• PROBLEM TO SOLVE: Copy out all of the entries below word for word, leaving out the pictures.

═════ THE DATA

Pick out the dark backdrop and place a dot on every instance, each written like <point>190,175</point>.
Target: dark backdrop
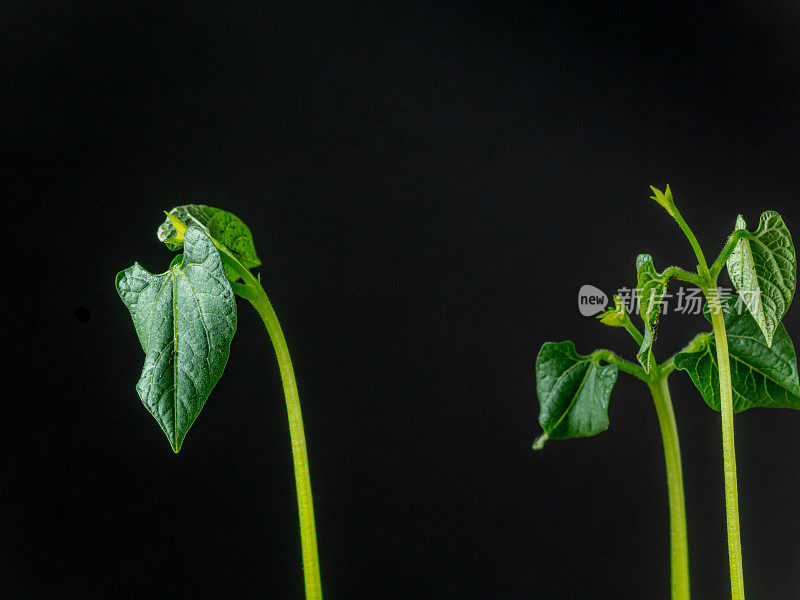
<point>429,186</point>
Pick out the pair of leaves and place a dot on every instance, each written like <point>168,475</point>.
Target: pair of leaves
<point>573,392</point>
<point>185,318</point>
<point>762,375</point>
<point>763,267</point>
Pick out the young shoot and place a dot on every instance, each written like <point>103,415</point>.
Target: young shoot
<point>746,361</point>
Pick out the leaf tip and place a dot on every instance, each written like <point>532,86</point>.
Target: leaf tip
<point>539,442</point>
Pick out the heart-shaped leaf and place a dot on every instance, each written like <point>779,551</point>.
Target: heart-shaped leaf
<point>761,375</point>
<point>650,288</point>
<point>573,392</point>
<point>225,227</point>
<point>185,319</point>
<point>763,268</point>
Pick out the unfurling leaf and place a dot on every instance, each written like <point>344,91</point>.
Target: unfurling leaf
<point>224,227</point>
<point>185,319</point>
<point>615,317</point>
<point>664,198</point>
<point>763,268</point>
<point>573,392</point>
<point>650,288</point>
<point>761,375</point>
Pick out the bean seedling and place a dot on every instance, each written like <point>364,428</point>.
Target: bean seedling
<point>747,360</point>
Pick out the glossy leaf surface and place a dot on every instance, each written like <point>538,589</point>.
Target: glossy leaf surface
<point>573,392</point>
<point>185,319</point>
<point>763,268</point>
<point>761,375</point>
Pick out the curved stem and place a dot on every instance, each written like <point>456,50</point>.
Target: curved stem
<point>687,231</point>
<point>679,553</point>
<point>728,448</point>
<point>624,365</point>
<point>252,290</point>
<point>723,257</point>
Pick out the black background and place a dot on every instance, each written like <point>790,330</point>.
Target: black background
<point>428,186</point>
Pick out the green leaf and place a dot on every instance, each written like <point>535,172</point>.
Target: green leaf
<point>650,288</point>
<point>761,375</point>
<point>225,227</point>
<point>573,392</point>
<point>185,319</point>
<point>763,268</point>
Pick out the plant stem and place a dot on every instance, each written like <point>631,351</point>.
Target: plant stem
<point>252,290</point>
<point>679,553</point>
<point>709,286</point>
<point>728,448</point>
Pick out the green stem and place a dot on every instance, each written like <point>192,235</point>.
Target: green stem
<point>728,448</point>
<point>687,231</point>
<point>252,290</point>
<point>623,364</point>
<point>679,553</point>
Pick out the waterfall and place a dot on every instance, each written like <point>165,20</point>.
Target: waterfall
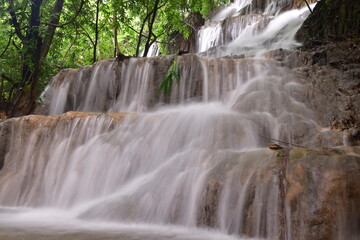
<point>189,165</point>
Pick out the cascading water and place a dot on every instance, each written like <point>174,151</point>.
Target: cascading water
<point>168,169</point>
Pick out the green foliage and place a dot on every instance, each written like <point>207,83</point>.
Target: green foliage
<point>74,43</point>
<point>172,74</point>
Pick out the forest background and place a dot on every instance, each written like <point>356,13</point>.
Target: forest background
<point>41,37</point>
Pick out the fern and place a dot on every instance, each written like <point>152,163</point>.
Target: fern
<point>172,74</point>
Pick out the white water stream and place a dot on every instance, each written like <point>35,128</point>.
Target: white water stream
<point>146,176</point>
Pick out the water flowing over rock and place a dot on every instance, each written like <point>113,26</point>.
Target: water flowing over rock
<point>116,158</point>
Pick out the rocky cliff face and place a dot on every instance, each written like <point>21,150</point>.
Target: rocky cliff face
<point>307,97</point>
<point>332,20</point>
<point>292,193</point>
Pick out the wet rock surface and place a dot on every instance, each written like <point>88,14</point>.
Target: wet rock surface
<point>316,194</point>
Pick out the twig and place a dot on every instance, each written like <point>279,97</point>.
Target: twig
<point>293,144</point>
<point>307,4</point>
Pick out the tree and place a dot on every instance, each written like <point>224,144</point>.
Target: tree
<point>34,38</point>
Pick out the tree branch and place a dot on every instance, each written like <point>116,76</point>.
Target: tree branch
<point>14,21</point>
<point>307,4</point>
<point>70,21</point>
<point>49,35</point>
<point>7,45</point>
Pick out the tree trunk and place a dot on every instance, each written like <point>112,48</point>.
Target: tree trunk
<point>151,25</point>
<point>96,30</point>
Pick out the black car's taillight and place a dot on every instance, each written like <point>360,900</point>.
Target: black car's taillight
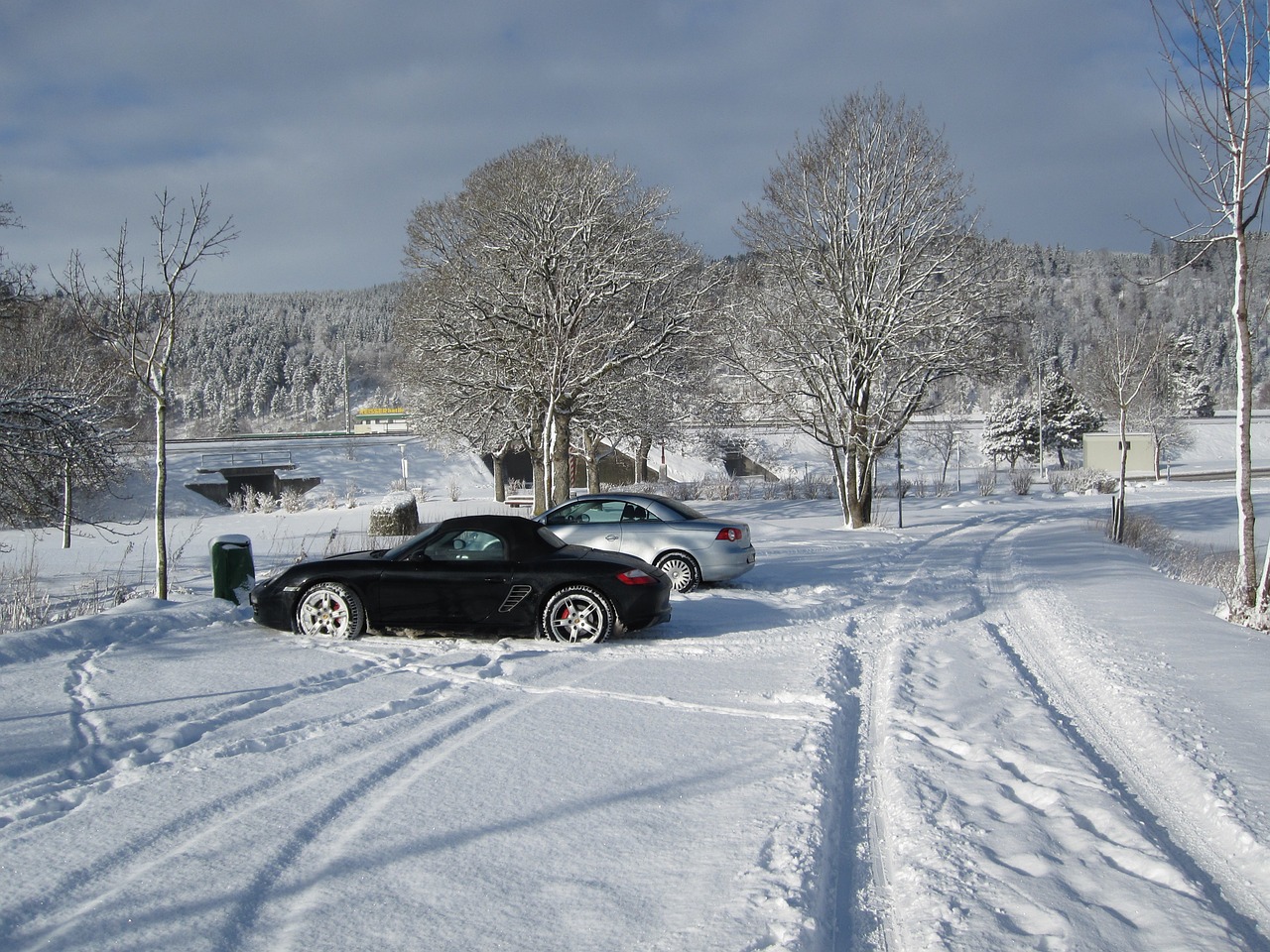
<point>635,576</point>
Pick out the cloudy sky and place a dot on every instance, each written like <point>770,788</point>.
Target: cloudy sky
<point>320,125</point>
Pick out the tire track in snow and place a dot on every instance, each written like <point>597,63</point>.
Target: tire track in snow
<point>1211,846</point>
<point>95,765</point>
<point>901,680</point>
<point>452,715</point>
<point>871,918</point>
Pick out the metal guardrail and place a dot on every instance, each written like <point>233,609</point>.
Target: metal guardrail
<point>238,458</point>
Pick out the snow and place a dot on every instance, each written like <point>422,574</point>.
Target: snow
<point>988,730</point>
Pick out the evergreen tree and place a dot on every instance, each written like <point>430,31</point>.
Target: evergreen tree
<point>1067,417</point>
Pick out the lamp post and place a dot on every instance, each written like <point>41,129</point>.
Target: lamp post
<point>899,485</point>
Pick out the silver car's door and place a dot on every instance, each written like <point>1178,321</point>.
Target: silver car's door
<point>595,524</point>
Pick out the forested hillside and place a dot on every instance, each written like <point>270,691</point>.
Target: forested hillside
<point>250,362</point>
<point>257,362</point>
<point>1071,296</point>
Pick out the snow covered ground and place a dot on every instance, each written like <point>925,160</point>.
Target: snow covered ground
<point>987,730</point>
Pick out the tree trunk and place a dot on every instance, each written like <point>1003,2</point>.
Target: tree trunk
<point>499,461</point>
<point>1118,515</point>
<point>645,447</point>
<point>858,490</point>
<point>1247,580</point>
<point>160,498</point>
<point>66,503</point>
<point>558,453</point>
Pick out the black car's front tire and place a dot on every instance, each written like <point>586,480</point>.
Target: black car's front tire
<point>330,611</point>
<point>578,615</point>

══════════

• THE SOLUTION:
Pick out the dark backdrop and place a dot on every instance, each written like <point>190,175</point>.
Target: dark backdrop
<point>429,186</point>
Pick out the pair of leaves and place a dot on every instance, each written like <point>168,475</point>.
Target: pair of leaves
<point>573,392</point>
<point>185,318</point>
<point>762,375</point>
<point>763,267</point>
Pick out the young shoot and place a dot on every instance, each written like <point>103,415</point>.
Target: young shoot
<point>746,361</point>
Pick out the leaf tip and place a dot on every instance, each written like <point>532,86</point>.
Target: leaf tip
<point>539,442</point>
Pick out the heart-shaped leaf and place a dot on every instance, each written like <point>779,551</point>.
Target: heart-shaped leaf
<point>761,375</point>
<point>650,288</point>
<point>573,392</point>
<point>225,227</point>
<point>185,319</point>
<point>763,268</point>
Pick out the unfurling leaf and place a dot on every instance, each written like <point>344,91</point>.
Target: unfurling leaf
<point>224,227</point>
<point>185,319</point>
<point>615,317</point>
<point>664,198</point>
<point>763,268</point>
<point>573,392</point>
<point>650,288</point>
<point>761,375</point>
Pick out the bean seedling and place a dot on every instance, each written like <point>364,428</point>.
Target: bean seedling
<point>747,360</point>
Pick out the glossy leaf surface and place a dot on every instance, each written like <point>538,589</point>.
Target: glossy leaf surface
<point>573,392</point>
<point>185,319</point>
<point>763,268</point>
<point>761,375</point>
Pick out the curved stem and place a dot on every instance, each written like <point>456,50</point>.
Target: curved stem
<point>687,231</point>
<point>679,553</point>
<point>728,448</point>
<point>624,365</point>
<point>252,290</point>
<point>723,257</point>
Pick out the black background and place a dot on every instance, each written like <point>790,330</point>.
Target: black background
<point>428,186</point>
Pick out the green leaf and place a dot on every instance, each written like <point>535,172</point>.
Target: green leaf
<point>650,288</point>
<point>761,375</point>
<point>225,227</point>
<point>573,392</point>
<point>185,319</point>
<point>763,268</point>
Pick out the plant stem and place a dot on every instance, each written like <point>631,351</point>.
Target: plant stem
<point>252,290</point>
<point>679,553</point>
<point>709,286</point>
<point>728,448</point>
Pick out the green stem and place a dot on every instance, each written like <point>192,235</point>.
Target: green stem
<point>728,448</point>
<point>687,231</point>
<point>252,290</point>
<point>623,364</point>
<point>679,553</point>
Pick out the waterfall and place a dot on every instance, each written like <point>165,20</point>.
Target: waterfall
<point>189,165</point>
Pick out the cascading water and place a dot on every instance, each written like <point>174,151</point>.
Target: cascading water
<point>168,169</point>
Pick out the green foliage and place a dot on every instance, each written like <point>207,83</point>.
Target: green foliage
<point>74,43</point>
<point>172,74</point>
Pick out the forest background and place a dot on every instance, each written like <point>356,13</point>.
Target: forest background
<point>41,37</point>
Pick out the fern and place a dot on every instance, each written like <point>152,163</point>.
Target: fern
<point>172,74</point>
Pick out the white water stream and place a dot on every instance, each written like <point>35,128</point>.
Target: white water stream
<point>146,176</point>
Pick out the water flowing over rock and place a dot on every instance, each written like <point>113,26</point>.
Target: water flowing over rock
<point>116,158</point>
Pick out the rocky cliff face and place a dot on every instance, each written like <point>21,150</point>.
Target: rocky cliff face
<point>307,97</point>
<point>332,20</point>
<point>292,193</point>
Pick out the wet rock surface and place a dot on every instance, each written like <point>88,14</point>.
Target: wet rock surface
<point>316,194</point>
Pick out the twig and place a dot on every instance, each written like <point>279,97</point>.
Target: twig
<point>293,144</point>
<point>307,4</point>
Pick out the tree and place a dot on every instance, each written like <point>224,144</point>.
Target: tree
<point>34,38</point>
Pick out the tree branch and place a dot on every instance, each written like <point>116,76</point>.
Target: tree branch
<point>14,21</point>
<point>307,4</point>
<point>70,21</point>
<point>49,35</point>
<point>7,45</point>
Pick out the tree trunk and place a dot on every instance, each written like <point>112,48</point>.
Target: tree trunk
<point>151,25</point>
<point>96,30</point>
Pick out the black car's taillight and place a dot on every instance, each written like <point>360,900</point>.
Target: black car's taillight
<point>635,576</point>
Pick out the cloudy sky and place a dot on every instance, each written like <point>770,788</point>.
Target: cloudy sky
<point>320,125</point>
Pick out the tire track in snow and place a dot on every instance, each written like <point>597,63</point>.
Target: tire track in snow
<point>1211,846</point>
<point>95,765</point>
<point>901,680</point>
<point>452,715</point>
<point>871,918</point>
Pick out the metal guardrail and place a dot on every instance, each written like <point>233,609</point>.
Target: metal guardrail
<point>238,458</point>
Pick out the snow and place a dot on every instance, each written like <point>422,574</point>.
Target: snow
<point>988,730</point>
Pick out the evergreen tree and place a dot on every instance, each written like <point>430,31</point>.
Target: evergreen tree
<point>1067,417</point>
Pick out the lamp post and place a dot on every instance, each written like <point>41,129</point>.
Target: lamp post
<point>899,485</point>
Pick out the silver car's door and place a dot on every instance, each written like <point>1178,321</point>.
Target: silver car's door
<point>595,524</point>
Pick out the forested hillside and place a dot on every instance, each written like <point>270,691</point>.
Target: forested hillside
<point>250,362</point>
<point>257,362</point>
<point>1071,296</point>
Pick out the snow covered ground and place a dot on every instance, each written like <point>925,160</point>.
Target: snow covered ground
<point>987,730</point>
Pick out the tree trunk and place a dot on every instance, each written like <point>1003,2</point>.
Target: tree trunk
<point>499,461</point>
<point>1118,515</point>
<point>645,447</point>
<point>858,490</point>
<point>1247,580</point>
<point>160,498</point>
<point>66,503</point>
<point>558,453</point>
Pick out the black car's front tire and place a dot on every instance, each written like <point>586,480</point>.
Target: black car's front tire
<point>330,611</point>
<point>578,615</point>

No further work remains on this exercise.